What is required:
Rewrite every line of the records below, requests included, scaling each coordinate in the answers by 1.4 and rounding to whole numbers, with halves rounded up. Leave the pictures out of your answer.

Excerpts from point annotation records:
========
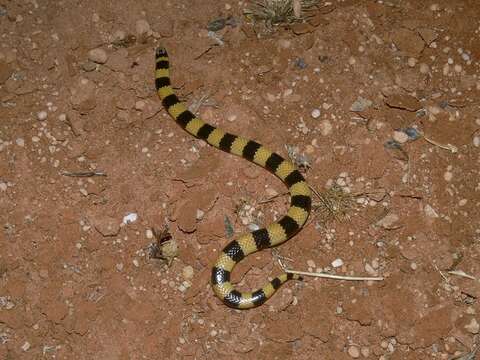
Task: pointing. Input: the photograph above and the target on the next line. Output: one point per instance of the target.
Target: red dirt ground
(77, 283)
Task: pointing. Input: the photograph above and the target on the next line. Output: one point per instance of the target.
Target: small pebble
(98, 56)
(448, 176)
(200, 214)
(476, 141)
(316, 113)
(26, 346)
(337, 263)
(130, 218)
(142, 27)
(326, 127)
(284, 43)
(412, 62)
(119, 35)
(424, 68)
(140, 105)
(400, 137)
(42, 115)
(187, 272)
(354, 352)
(430, 212)
(365, 352)
(473, 327)
(360, 104)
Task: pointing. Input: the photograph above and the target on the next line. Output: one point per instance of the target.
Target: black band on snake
(275, 233)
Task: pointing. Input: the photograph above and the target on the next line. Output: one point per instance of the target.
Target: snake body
(275, 233)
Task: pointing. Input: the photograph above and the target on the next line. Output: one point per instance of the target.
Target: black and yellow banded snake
(248, 243)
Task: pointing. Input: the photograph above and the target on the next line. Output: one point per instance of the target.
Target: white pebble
(42, 115)
(316, 113)
(337, 263)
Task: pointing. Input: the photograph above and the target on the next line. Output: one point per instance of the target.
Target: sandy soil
(380, 97)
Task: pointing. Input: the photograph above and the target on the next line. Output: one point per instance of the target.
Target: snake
(272, 235)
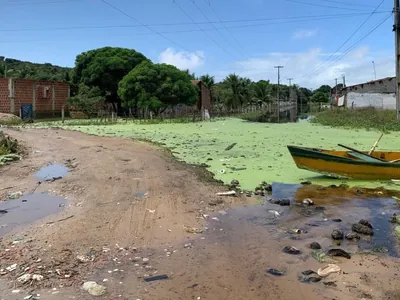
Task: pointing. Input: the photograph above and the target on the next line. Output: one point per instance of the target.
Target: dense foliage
========
Full output:
Task: pointing. Input: the photograph above and the target on the next line. Output: one point per instance of the target.
Target: red dirt ground
(108, 396)
Task: pointing. Input: the photograph above and the target on the next line. Output: one point per instance of the target.
Target: small pebble
(137, 78)
(627, 246)
(280, 300)
(666, 197)
(442, 158)
(36, 484)
(472, 368)
(182, 305)
(199, 38)
(456, 178)
(398, 60)
(577, 87)
(167, 49)
(594, 95)
(196, 147)
(560, 192)
(59, 161)
(262, 381)
(496, 493)
(602, 297)
(511, 493)
(662, 458)
(504, 146)
Task: pointing. Input: the photograph above and the target on the next line. Output: one point per instance of the target.
Target: black band on snake
(385, 326)
Task: pointing. Input: the photograph above and the target on the next line. Output: one point per instance of the target.
Target: snake body
(385, 326)
Task: pointing. Input: the photograph above and the target on the next line. Output: one point per instance of the target.
Target: black and yellow banded snake
(347, 340)
Task: pointing. Input: the photograph above and the target on the next line. Output: one point per instance of the target.
Target: white pebble
(59, 161)
(442, 158)
(472, 368)
Task: pointing. Input: the photograph above and the target on the next line. Output: one point per instance of the target.
Target: sandy soil
(532, 136)
Task: pointing. Input: the photograph above and the target on the next line. Output: one point per instance of the target.
Target: snake
(381, 329)
Task: pointing. Input: the photograph above and the target on the next line. Output: one point per instance of the target.
Target: dense foliage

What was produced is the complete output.